◆ What the task asks ◆
Rewrite every entry below, swapping "deepest inside" for "farthest within" and keeping all else the same. Leave the pictures out.

◆ Extracted records ◆
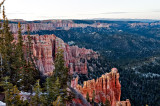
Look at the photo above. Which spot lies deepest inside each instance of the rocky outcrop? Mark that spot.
(106, 87)
(45, 47)
(52, 25)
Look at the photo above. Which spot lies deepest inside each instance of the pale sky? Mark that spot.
(82, 9)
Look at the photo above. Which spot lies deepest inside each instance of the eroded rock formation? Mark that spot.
(105, 87)
(45, 47)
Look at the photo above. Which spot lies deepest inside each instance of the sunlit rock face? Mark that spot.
(45, 47)
(105, 87)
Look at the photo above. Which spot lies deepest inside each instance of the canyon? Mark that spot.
(44, 49)
(107, 87)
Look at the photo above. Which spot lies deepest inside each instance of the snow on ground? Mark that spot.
(2, 104)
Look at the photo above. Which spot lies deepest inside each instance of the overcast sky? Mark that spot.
(82, 9)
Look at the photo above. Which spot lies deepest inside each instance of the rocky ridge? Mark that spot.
(106, 87)
(45, 47)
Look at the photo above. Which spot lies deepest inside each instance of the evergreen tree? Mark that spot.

◆ In response ◆
Look at the photo above. Which spot lies farthest within each instance of the rocky outcrop? Mark that spot.
(106, 87)
(45, 47)
(52, 25)
Look at the photo above. Which spot lies farthest within each instance of the pale sky? Mark that spot.
(82, 9)
Look at the photo above. Which spot lies farthest within each instance of the eroded rock formation? Mark that spot.
(105, 87)
(45, 47)
Look at the photo above. Which spot lies farthest within each instance of the sunlit rock face? Mark that spot.
(45, 47)
(105, 87)
Look at the photo above. Which spot lies farthest within each instance of the canyon? Mark that spot.
(44, 49)
(107, 87)
Look at the photo above. Which spot lies farthest within each instance of the snow on ground? Mark that spot.
(2, 104)
Look at the photo above. Which spot lies farthest within each instance of the overcast sky? Mark that spot.
(82, 9)
Look at the photo above. Which spot lies farthest within each instance of the rocky ridge? Mark that spot.
(106, 87)
(45, 47)
Look at the photo above. Which spot lies farthest within each instance of the evergreen tree? Mark that spot.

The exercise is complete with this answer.